» **WHAT IS EXPECTED**
Exact reproduction of the data is required, with images excluded.

» **INPUT FOR THIS TASK**
◆ ◆ ◆ ◆ ◆
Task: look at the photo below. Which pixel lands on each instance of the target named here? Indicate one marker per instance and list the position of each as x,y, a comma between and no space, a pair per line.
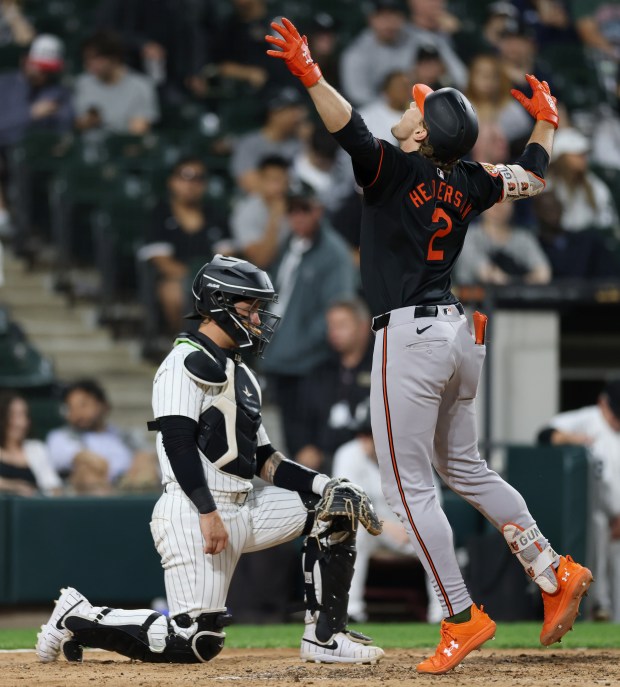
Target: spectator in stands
586,199
382,113
33,100
572,254
89,453
429,67
185,232
495,252
598,428
163,39
598,25
109,95
501,119
15,29
432,24
280,135
25,468
501,16
313,269
258,220
386,45
322,165
335,394
239,47
357,461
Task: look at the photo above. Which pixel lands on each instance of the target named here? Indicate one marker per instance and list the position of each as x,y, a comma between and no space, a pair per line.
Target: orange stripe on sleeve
401,491
379,170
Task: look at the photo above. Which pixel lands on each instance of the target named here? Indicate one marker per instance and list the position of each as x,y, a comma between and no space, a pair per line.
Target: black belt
382,321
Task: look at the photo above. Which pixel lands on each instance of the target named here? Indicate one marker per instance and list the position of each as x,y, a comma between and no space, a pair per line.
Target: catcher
211,443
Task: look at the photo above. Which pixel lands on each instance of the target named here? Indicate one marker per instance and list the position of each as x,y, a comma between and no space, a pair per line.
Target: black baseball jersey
414,219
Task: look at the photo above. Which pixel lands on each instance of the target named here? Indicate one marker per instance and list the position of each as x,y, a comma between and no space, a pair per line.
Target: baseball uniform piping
388,424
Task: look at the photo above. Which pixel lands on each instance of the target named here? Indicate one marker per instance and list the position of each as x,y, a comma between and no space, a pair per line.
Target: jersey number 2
439,214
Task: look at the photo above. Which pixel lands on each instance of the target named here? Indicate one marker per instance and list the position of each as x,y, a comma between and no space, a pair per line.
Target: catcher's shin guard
328,570
152,641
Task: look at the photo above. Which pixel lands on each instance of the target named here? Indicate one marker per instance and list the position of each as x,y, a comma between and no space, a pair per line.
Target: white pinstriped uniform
255,518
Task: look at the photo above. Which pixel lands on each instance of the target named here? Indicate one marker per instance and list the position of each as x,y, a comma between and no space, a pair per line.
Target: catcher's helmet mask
451,121
224,282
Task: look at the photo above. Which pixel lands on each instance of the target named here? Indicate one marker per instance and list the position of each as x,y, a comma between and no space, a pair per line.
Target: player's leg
196,587
458,462
408,376
366,545
278,515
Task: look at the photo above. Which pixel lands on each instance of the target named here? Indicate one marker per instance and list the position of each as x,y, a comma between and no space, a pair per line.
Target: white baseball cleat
341,648
53,633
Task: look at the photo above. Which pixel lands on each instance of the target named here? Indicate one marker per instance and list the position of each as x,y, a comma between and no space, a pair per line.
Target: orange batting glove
542,105
295,52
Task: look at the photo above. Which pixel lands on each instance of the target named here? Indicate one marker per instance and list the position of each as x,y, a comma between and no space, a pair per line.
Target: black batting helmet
451,121
222,283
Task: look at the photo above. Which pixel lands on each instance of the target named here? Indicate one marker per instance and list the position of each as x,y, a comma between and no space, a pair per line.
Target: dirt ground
282,668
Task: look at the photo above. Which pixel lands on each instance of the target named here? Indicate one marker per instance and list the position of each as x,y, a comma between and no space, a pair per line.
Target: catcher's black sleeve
535,159
179,437
545,434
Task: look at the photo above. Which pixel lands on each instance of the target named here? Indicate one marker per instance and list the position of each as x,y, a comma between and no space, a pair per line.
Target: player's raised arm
333,108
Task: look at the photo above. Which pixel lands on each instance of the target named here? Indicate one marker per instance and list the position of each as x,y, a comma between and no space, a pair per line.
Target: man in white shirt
87,450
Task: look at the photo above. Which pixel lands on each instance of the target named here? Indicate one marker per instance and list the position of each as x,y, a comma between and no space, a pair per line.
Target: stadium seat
118,229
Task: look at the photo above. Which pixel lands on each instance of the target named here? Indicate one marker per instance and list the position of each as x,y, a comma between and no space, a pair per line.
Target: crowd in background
223,145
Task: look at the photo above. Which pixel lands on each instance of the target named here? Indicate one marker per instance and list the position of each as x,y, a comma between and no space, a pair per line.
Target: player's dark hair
187,160
427,151
6,399
356,306
273,161
105,44
387,79
87,386
323,143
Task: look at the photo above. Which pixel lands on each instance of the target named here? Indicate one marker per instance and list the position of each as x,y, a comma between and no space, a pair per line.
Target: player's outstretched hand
342,498
214,532
542,105
294,50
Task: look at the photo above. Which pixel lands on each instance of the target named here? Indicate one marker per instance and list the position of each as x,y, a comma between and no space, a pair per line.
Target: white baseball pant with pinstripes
424,380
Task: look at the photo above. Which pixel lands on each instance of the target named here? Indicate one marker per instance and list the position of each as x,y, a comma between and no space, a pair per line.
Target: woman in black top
25,468
184,234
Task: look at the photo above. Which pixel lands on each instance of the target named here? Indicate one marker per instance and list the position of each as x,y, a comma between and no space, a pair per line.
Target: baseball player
419,199
211,443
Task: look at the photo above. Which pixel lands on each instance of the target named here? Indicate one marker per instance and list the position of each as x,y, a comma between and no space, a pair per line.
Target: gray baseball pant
423,391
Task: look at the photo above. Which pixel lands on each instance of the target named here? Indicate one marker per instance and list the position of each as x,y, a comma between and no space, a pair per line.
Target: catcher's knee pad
328,570
152,641
113,630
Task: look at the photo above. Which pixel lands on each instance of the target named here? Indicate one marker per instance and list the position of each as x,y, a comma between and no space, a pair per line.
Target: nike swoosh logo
333,645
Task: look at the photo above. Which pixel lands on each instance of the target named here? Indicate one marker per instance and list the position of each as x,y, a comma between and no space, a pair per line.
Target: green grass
387,635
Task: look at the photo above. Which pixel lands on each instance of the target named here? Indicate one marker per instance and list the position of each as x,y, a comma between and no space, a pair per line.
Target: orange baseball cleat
562,607
458,640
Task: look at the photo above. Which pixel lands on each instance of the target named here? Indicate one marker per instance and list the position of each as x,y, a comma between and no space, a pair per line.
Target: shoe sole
566,621
318,658
47,655
474,643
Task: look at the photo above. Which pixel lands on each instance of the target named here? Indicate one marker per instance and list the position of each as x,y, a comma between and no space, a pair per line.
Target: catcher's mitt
343,498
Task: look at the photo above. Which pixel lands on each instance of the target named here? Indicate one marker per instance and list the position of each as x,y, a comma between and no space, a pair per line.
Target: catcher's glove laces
342,498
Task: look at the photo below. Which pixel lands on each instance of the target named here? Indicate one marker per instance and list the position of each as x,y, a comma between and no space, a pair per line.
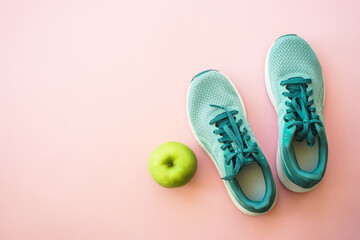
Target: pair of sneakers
217,117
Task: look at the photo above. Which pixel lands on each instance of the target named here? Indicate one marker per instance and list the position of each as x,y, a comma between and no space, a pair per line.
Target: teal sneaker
295,86
218,121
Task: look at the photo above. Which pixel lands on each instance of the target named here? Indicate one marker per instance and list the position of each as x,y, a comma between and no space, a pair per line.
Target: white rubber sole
241,208
280,171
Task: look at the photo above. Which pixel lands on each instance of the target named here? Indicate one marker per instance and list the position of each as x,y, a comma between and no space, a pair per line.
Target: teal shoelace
236,145
300,111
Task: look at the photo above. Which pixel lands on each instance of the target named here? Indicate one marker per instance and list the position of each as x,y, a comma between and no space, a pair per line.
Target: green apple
172,164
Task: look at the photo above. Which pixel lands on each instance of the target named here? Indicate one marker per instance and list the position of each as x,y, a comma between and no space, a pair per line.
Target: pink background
88,89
◆ ◆ ◆ ◆ ◆
» **COMPLETED EXERCISE**
Task: look at the photo below. Which pixel lands on each instance of the target named here? Indicate one marker per instance and list the position of each as x,y, a comma between and no space, a pair per line.
Target: spectator in stands
586,199
382,113
33,100
572,254
89,453
429,67
185,232
495,252
598,428
163,39
598,25
109,95
501,119
15,29
432,24
280,135
25,468
501,16
313,269
258,220
386,45
322,165
335,394
239,47
357,461
Task: look at the photo above. Which pixel lands on each instance of the target named here? Indicate one marker per instance and list the position of each as x,y, a comma between and no space, a pair per line.
Target: orange stripe on sleeve
401,491
379,170
Task: look at the photo above. Which pixel lands on each instance of the target named here? Indicate one marker per instance and list the position of each as x,y, a comma between and no space, a pair per line.
Target: black belt
382,321
Task: look at the photo above. Which pixel lands on each instance of the target named here? Indicate one marker per instance and list the position of each as x,y, a comma between and no space, a pair per line.
Target: catcher
211,443
Task: look at the photo above. Which pixel lands on each instance of the target named here? Indicate one marker per instance and list the position of each as x,y, a comma between and no space, a pair per line.
Target: black baseball jersey
414,219
Task: look at the photo above. Which pixel lands on each instance of the target named here? Indicate one marker per instance and list the position of each as x,y, a comma between and no space, a pair per line.
Target: baseball uniform piping
388,424
Task: look at the photo above. Which pixel lands on each instance of the target named here? Indicate one marker per instance and list the position of each as x,y, a comma between and no space, a pair per line.
Target: jersey number 2
439,214
Task: look at the photo above. Which pixel lands on each instance of the target named here? Indicate one marker per instance and list the position of each as x,y, a comma between and no space, a pair per line.
Target: catcher's shin guard
328,570
152,641
Task: look at the photo above. Which pixel lands on each instance of the target named here? Indicate one marker per instance and list the position of each as x,y, a comma between and no space, a pair per line.
Target: white pinstriped uniform
255,518
Task: look at the photo above. Which pixel lands on each instance of the target named here? Indicate one marker per instance and list the position of each as x,y, a comma between and no space, a pair per line.
Target: catcher's helmet mask
451,121
224,282
Task: look at the photo above. Which pixel lands on each instance of the target named here? Indicate one marker per instance and list the position of each as x,y, a comma between and no space, a pair per line.
Target: player's leg
196,587
458,462
408,376
366,545
278,515
Task: look at the photo above. Which pixel lands on each instance of the target named here? Indicate one marker per instance and list the position of each as x,y, a comma between and no space, a pair per line.
Target: white baseball cleat
341,648
53,633
Task: look at the photo above. Which pixel lands on each instance of the target named here? Indicate one marker per instance and list the position of each as x,y, a comma between and no space, a pair per line.
Target: orange batting glove
542,105
295,52
Task: look at the photo above. Which pixel lands on each instance of the target named here? Indicate one marker per instance and list the position of each as x,y, a comma between and no space, a pair per line.
Target: black batting helmet
451,121
222,283
Task: look at the photo above. Which pixel lands on each instance of the target named here? Indicate one marker per instance and list the position of each as x,y, a comma between and no space, a pair per line.
Target: dirt ground
282,668
Task: look at the photo above. Which pixel lands on each instance of the target named here? Indicate one marker per instance and list the position of each as x,y, a comma between and no space, a pair per line.
Target: catcher's black sleeve
535,159
179,437
545,434
Task: look at the photo above. Which pixel lands on each instance of the target named here? Indicate one marker per instance and list the position of each as x,y, a comma between and no space, a pair per line.
Target: player's raised arm
333,108
Task: look at the photo above. Which pixel lands on each instance of the target named here? Indicate one marker per instance and list the position of each as x,y, a comma between and no space, a pair per line.
Target: man in white shirt
87,450
Task: look at the photo above. Which pixel lands on each instance of the target named here? Indicate one marker per instance and list the position of each as x,y, a comma between and no space, a pair per line.
Target: stadium seat
118,229
Task: look at the photo above. Which pixel lands on each instance of the target named here? Indicate one marker per instance and list the position of each as x,y, a comma between and no space, a pair per line.
Target: crowd in background
223,145
Task: look at the photo above. Which pixel lands on each instance of the target named here? Indicate one marker per instance and list the position of each as x,y, a comma between and no space, a pair per line.
Target: player's dark hair
187,160
427,151
6,399
356,306
273,161
105,44
387,79
87,386
323,143
Task: look at the photo above. Which pixel lands on each instance of the target named here? Indicate one marker per instance and list the position of each as x,y, a comma between and no space, a pair per line.
Target: player's outstretched hand
342,498
214,532
542,105
294,50
Task: look at the photo above. Which pixel lands on each instance of the target named here? Indicate one marker per instance and list the position of each as x,y, a comma between and no space, a pair per line.
Target: white baseball pant with pinstripes
424,380
Task: look at the photo above. Which pixel lands on each instance of the target named here? Indicate one marker per instance and list the position of each as x,y, a comma between and no space, a pair per line.
Target: woman in black top
25,468
184,234
Task: look at the photo above. Which pixel lands on each instance of the target named here? Indicate one marker per instance and list the position of each as x,y, a comma between and no space, a pair per line.
Target: baseball player
419,199
211,443
Task: look at the photo above. Which pixel lands on each instance of the target named here? Indicate one marker per instance and list the position of each as x,y, a comma between and no space, a pair per line.
Target: gray baseball pant
423,391
Task: look at the photo above. Which pixel lands on each instance of the target named here? Indicate one marker per instance and list the position of each as x,y, a comma between and no space, a pair per line.
Target: catcher's knee pad
328,570
152,641
113,630
Task: look at the photo above. Which pixel lands on each instance of the target named here? Indicate one marker per instance and list the position of each as x,y, a comma between and no space, a pair per line.
Target: nike swoosh logo
333,645
Task: look at the photo above. Which pixel lands on each instance of the target named here? Indicate one marker per instance and list the position of each as x,y, a comma between and no space, a pair per line.
Target: green grass
387,635
Task: look at the photo above. Which pixel lands on each instance of the target named here? Indicate one marker per instance and list the position of each as x,y, a comma between and no space, a pair per line.
Target: orange baseball cleat
562,607
458,640
Task: look at the photo above. Which pixel lands on each instance of the target named here? Indicate one marker per instance and list the position of each as x,y, a comma between and no space, a pair per line.
Target: shoe sole
566,621
318,658
47,655
474,643
Task: look at the photo above. Which pixel lands on each instance of the target named here? Indicate one marker per instance and list the position of each as x,y, a comma between and no space, a pair per line.
Target: catcher's mitt
343,498
Task: look at the photo above. Which pixel lands on each instance of the target named here? Indicate one marker per instance and list the position of each as x,y, a comma between and no space, a pair per line.
Target: catcher's glove laces
342,498
Task: look at the photo below. Which pixel lands on each instance of the target named here? Indicate one marker per instance and list the position of each as x,y, a comma between and no space, a pair per line.
Target: pair of sneakers
217,117
Task: look at the photo above. Which pixel lands on each instance of the target named here? Indicate one marker per instance and list the position of each as x,y, a comma between and no space, a pair per line.
Target: teal sneaker
295,86
218,121
Task: look at the photo above. Which pixel lands on each instance of the target named here? Indicate one marker per instance and list the position of each as x,y, a comma between and no space, a pair per line.
Target: white rubber sole
241,208
280,171
Task: look at the photo above. Which pixel lands on each instance of the target named here? Indicate one marker per instance and list the position of each as x,y, a comma between and no space, a pair per line.
Target: teal shoelace
236,145
300,111
Task: look at the photo above. Which pixel lands on each instance of the target named here? Indicate one marker per instance and list the position of each as x,y, a comma between and no space, a pair per line.
Target: green apple
172,164
Task: look at the photo above. Which pixel lands on each instance of the target named here? Indicate one marker per instance and list the position of each as x,y, a comma between and no space, a pair per line.
Target: pink background
88,89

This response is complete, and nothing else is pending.